**Provided information**

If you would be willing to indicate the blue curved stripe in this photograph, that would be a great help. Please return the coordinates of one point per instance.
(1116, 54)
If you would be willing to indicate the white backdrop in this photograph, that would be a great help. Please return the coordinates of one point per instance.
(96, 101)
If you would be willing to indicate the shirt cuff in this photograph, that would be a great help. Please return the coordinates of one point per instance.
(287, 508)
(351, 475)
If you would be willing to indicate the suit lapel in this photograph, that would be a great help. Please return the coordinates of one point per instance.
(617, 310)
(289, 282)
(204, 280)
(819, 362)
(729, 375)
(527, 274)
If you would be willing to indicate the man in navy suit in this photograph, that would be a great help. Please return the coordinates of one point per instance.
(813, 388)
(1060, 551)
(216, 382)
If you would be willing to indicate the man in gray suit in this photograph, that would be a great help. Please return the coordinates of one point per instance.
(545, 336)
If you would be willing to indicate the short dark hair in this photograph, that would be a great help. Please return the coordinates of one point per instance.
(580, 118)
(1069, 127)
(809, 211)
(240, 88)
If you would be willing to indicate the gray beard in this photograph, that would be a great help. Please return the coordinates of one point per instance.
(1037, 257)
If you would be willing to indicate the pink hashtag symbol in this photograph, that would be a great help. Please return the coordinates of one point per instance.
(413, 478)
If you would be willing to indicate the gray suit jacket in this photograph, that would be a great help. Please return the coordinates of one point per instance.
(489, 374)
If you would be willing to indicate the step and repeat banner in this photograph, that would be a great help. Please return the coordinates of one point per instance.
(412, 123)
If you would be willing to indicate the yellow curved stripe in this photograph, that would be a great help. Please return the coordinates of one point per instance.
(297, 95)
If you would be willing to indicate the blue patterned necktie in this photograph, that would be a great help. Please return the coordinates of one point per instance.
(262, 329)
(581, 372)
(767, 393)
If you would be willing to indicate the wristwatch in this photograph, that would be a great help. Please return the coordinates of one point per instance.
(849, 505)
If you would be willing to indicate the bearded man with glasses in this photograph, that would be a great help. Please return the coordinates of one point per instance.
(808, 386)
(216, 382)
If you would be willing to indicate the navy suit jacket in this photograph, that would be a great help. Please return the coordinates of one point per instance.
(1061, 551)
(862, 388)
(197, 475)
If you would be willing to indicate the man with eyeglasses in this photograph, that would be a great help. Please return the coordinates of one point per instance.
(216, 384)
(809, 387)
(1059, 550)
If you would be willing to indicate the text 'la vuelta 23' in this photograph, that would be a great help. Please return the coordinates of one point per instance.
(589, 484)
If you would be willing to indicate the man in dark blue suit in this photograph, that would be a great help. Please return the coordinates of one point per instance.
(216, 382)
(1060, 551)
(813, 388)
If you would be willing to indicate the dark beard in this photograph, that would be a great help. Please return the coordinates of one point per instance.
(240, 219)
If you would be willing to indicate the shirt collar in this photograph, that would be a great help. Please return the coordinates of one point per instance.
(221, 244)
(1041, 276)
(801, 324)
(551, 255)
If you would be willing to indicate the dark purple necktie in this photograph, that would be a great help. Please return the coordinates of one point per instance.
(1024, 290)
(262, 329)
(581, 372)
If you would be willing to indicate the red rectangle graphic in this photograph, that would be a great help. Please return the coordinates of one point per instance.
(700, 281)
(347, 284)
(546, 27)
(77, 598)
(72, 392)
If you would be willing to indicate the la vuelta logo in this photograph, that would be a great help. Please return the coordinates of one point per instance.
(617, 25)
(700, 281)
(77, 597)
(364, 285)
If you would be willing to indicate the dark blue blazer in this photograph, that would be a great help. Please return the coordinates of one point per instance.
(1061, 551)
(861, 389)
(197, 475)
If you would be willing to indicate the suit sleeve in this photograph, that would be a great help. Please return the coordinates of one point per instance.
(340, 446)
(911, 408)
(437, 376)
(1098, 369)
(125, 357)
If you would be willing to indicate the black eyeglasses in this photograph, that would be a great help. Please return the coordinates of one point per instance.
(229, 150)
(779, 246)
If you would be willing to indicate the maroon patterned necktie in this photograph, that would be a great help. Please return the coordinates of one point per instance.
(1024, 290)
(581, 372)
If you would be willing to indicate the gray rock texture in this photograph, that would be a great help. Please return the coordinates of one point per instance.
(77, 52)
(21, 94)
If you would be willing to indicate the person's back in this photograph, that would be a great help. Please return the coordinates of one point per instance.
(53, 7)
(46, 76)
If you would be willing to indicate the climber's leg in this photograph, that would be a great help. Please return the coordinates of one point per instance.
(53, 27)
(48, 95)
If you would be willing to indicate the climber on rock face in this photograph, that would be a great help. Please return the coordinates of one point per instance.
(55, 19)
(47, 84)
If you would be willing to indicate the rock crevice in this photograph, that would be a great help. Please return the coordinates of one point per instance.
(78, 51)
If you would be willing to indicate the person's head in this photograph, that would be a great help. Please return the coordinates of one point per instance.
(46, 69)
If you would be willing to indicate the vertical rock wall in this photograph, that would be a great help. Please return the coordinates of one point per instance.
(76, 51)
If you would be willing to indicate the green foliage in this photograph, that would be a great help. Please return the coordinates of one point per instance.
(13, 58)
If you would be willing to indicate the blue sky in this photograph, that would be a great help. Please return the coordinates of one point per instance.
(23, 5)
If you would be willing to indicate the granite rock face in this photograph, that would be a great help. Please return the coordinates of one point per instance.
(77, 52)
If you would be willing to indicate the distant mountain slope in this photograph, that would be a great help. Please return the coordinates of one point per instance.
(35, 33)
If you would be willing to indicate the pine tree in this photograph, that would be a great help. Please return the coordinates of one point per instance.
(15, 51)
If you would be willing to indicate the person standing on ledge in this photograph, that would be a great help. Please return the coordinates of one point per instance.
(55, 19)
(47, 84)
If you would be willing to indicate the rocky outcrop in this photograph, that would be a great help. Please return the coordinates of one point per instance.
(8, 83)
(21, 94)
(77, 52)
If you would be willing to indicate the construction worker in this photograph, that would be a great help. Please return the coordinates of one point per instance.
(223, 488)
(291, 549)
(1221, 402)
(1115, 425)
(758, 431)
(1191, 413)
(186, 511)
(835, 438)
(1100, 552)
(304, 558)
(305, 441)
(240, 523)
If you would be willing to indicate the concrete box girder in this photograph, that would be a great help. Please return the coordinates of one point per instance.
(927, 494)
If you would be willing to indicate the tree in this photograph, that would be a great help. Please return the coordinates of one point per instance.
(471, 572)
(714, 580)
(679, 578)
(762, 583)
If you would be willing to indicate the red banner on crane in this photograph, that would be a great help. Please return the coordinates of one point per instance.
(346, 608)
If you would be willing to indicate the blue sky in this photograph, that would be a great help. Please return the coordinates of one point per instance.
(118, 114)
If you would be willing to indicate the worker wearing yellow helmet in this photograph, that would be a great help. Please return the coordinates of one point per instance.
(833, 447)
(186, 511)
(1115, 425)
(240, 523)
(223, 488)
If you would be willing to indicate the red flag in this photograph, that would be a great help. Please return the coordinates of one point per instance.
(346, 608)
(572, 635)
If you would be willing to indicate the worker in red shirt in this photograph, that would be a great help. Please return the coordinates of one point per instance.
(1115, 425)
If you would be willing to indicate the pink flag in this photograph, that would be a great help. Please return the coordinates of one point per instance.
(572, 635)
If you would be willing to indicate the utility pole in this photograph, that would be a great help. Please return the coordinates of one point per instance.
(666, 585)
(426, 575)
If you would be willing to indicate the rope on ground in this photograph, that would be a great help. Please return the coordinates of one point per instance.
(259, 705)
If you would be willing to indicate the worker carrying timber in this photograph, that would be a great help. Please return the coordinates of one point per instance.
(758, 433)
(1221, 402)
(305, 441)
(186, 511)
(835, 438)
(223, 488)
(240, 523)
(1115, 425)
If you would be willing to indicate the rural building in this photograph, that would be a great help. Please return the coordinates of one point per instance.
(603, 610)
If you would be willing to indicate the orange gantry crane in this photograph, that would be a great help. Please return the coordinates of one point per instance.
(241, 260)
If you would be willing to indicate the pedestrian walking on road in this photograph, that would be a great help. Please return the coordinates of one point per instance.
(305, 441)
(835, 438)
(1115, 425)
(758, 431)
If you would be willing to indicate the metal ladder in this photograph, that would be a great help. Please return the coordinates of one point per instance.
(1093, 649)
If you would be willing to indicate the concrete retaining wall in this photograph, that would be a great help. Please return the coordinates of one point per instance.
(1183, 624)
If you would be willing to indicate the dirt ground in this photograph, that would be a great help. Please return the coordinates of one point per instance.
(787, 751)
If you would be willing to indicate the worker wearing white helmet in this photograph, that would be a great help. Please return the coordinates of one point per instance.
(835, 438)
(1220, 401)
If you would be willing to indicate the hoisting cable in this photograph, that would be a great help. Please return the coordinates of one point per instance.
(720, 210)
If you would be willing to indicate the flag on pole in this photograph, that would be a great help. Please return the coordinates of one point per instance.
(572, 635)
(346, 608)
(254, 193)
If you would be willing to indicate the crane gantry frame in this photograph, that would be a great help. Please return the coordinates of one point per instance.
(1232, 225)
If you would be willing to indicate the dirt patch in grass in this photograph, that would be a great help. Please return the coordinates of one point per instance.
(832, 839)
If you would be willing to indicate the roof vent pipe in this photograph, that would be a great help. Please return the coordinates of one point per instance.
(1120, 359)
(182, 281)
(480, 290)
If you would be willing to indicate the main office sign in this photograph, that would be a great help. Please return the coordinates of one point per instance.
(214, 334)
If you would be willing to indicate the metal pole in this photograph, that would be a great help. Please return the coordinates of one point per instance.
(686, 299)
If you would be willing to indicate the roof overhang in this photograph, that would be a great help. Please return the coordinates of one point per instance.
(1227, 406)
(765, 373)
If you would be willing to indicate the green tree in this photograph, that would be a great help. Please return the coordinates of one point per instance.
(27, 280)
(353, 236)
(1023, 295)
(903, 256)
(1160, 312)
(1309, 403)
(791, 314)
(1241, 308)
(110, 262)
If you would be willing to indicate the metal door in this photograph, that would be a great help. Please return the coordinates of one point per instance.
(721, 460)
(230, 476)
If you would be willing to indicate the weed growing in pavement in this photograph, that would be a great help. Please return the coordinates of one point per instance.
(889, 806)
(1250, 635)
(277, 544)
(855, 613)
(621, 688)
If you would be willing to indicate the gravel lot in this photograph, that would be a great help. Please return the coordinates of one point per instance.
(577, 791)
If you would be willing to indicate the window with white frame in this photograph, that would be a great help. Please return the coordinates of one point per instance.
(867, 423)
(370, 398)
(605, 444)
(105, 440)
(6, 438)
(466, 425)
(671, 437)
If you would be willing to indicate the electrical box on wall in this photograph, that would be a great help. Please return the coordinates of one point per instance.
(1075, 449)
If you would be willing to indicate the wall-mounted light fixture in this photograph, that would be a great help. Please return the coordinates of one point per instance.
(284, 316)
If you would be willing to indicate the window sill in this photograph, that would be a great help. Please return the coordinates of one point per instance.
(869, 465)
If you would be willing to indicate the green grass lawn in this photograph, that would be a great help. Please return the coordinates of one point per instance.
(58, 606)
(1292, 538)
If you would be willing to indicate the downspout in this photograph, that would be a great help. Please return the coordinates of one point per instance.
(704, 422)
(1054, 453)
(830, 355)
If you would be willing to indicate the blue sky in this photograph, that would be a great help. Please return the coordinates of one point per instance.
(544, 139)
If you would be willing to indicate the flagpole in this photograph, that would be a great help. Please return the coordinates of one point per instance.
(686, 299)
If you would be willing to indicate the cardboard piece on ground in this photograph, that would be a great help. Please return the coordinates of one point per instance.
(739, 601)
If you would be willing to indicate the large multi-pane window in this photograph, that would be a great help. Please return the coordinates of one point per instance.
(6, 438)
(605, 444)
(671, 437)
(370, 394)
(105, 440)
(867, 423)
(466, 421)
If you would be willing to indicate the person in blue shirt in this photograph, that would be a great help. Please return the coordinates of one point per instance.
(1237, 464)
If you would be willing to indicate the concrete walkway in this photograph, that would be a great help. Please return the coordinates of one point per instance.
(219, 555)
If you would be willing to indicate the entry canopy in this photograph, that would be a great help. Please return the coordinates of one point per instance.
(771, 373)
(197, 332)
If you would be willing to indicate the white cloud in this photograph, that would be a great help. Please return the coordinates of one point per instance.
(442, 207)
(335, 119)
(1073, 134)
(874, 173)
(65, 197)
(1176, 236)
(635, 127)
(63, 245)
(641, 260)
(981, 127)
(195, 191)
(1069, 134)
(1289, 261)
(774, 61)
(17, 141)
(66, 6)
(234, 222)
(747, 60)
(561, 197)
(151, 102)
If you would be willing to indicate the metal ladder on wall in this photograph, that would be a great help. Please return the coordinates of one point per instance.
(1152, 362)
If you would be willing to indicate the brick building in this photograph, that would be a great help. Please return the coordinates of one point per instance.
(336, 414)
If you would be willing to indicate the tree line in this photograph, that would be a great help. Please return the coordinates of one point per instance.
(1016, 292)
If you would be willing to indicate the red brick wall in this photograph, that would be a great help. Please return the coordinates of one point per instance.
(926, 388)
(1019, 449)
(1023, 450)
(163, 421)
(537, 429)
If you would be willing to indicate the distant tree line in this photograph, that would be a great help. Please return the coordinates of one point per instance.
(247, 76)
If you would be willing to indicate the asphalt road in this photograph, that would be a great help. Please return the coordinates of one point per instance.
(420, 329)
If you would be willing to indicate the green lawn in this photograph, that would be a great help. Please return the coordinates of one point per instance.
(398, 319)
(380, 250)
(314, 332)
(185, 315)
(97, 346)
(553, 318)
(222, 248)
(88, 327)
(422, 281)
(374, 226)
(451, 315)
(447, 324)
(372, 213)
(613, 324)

**The problem**
Look above for the line containing "If you would be willing to indicate the distant tree"; copy from it through the last line, exactly, and nothing more.

**The answer**
If you would be willing to indicate the distant tree line in this photograph, that would be a great help. Please return the coordinates of one point per instance.
(247, 76)
If you would be willing to indicate the asphalt road in this photograph, that would be a great help. Please return the coordinates of one point per instance.
(420, 329)
If you would be willing to indicate the green lawn in this photograph, that would be a great help. Please return the coordinates of one point per instance.
(398, 319)
(380, 250)
(314, 332)
(185, 315)
(97, 346)
(553, 318)
(222, 248)
(88, 327)
(422, 281)
(374, 226)
(451, 315)
(447, 324)
(372, 213)
(613, 324)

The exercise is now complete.